Exercise tasks:
• 1. In the passage about the Serval tutorial, which version of Racket is listed as tested?
• 2. From the passage about the Serval tutorial, copy the text from "This repository contains" up to and including "RISC-V emulator installed.".

Given passage:
····················

This repository contains the code for the Serval tutorial at SOSP'19.

This tutorial is based on our SOSP'19 paper, Scaling symbolic evaluation for automated verification of systems code with Serval. You may find the slides under the slides/ directory.

It requires that you have the following prerequisite tools installed:

  • Racket (tested on 7.4)
  • RISC-V gcc toolchain

Optionally, to run the toy monitor, you will need the QEMU RISC-V emulator installed.

Using Docker

The easiest way to follow this tutorial is to use our provided Docker image to run the code and verification.

If you have Docker installed, you can run the image with:

docker run -it --rm unsat/serval-tutorial-sosp19:latest

This will drop you in to a shell in the tutorial directory with all requisite tools installed. The image comes installed with vim to let you view and edit files. Be careful, when the container exits, all changes will be lost. If you want to keep your changes, remove the --rm from the command above; this will cause Docker to create a persistent container with your local changes.

Installing on Linux

The following will install the RISC-V toolchain on Linux (tested on Ubuntu 19.04).

····················

Dataset excerpt:
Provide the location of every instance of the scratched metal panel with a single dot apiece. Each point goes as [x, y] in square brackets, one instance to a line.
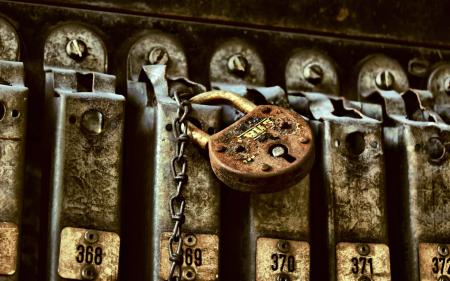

····················

Solutions to the problems:
• 1. Racket 7.4

• 2.
This repository contains the code for the Serval tutorial at SOSP'19.

This tutorial is based on our SOSP'19 paper, Scaling symbolic evaluation for automated verification of systems code with Serval. You may find the slides under the slides/ directory.

It requires that you have the following prerequisite tools installed:

  • Racket (tested on 7.4)
  • RISC-V gcc toolchain

Optionally, to run the toy monitor, you will need the QEMU RISC-V emulator installed.